## SET TASK
Count the lines in the material below that contain the string "teal", matching case exactly, and reply with only that number.

## MATERIAL FOR THE TASK

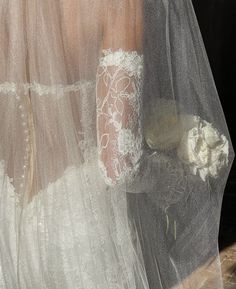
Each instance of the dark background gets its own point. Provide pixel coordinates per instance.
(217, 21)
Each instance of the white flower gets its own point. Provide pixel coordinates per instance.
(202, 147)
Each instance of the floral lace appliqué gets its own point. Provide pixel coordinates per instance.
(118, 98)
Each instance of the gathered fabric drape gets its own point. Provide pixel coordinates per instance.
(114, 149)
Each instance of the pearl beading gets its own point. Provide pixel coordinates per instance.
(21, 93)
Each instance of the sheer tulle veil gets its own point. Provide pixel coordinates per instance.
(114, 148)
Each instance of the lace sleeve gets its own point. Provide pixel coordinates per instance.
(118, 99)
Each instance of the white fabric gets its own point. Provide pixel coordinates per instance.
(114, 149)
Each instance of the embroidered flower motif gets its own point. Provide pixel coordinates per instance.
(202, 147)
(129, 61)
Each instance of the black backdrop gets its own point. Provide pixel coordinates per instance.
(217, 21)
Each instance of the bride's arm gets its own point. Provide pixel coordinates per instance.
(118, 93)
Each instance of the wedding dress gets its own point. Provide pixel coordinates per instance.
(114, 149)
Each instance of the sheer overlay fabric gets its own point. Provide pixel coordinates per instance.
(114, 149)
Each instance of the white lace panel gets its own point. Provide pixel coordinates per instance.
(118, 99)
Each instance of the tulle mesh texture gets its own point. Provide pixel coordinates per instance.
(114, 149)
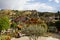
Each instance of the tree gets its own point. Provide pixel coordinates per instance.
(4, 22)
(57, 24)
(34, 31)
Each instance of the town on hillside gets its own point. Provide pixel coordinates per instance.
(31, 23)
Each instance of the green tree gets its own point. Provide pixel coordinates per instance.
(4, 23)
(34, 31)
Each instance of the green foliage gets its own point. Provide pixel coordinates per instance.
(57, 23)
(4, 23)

--

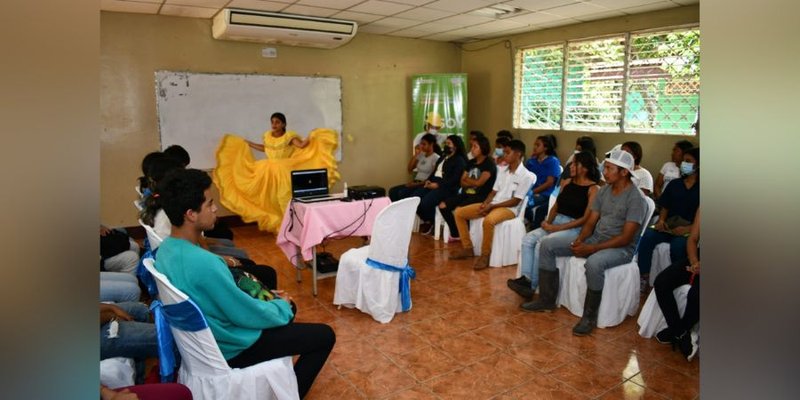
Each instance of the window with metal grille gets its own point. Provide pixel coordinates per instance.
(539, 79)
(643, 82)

==

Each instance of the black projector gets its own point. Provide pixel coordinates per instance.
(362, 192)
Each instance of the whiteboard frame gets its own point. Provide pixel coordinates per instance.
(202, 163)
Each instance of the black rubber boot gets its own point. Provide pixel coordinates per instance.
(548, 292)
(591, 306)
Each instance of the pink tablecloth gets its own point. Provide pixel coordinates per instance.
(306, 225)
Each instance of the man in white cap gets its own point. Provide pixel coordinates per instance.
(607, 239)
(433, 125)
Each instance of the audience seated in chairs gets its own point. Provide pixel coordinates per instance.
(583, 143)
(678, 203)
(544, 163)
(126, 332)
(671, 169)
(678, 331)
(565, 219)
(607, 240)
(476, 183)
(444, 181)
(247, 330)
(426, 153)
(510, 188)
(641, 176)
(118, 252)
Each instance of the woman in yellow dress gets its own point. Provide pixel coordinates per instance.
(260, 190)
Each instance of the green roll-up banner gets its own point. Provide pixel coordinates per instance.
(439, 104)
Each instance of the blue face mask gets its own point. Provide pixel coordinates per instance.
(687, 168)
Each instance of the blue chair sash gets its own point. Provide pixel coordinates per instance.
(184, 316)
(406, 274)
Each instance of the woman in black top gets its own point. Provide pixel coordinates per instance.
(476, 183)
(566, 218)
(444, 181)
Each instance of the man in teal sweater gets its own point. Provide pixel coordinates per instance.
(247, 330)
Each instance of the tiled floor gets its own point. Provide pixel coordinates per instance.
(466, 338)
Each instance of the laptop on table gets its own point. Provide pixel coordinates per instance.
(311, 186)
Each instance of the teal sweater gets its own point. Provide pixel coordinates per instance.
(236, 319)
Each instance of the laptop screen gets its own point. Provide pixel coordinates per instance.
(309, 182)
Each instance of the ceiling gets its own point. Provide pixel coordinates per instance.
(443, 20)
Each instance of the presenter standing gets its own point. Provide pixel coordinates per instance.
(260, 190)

## EXERCISE ANSWER
2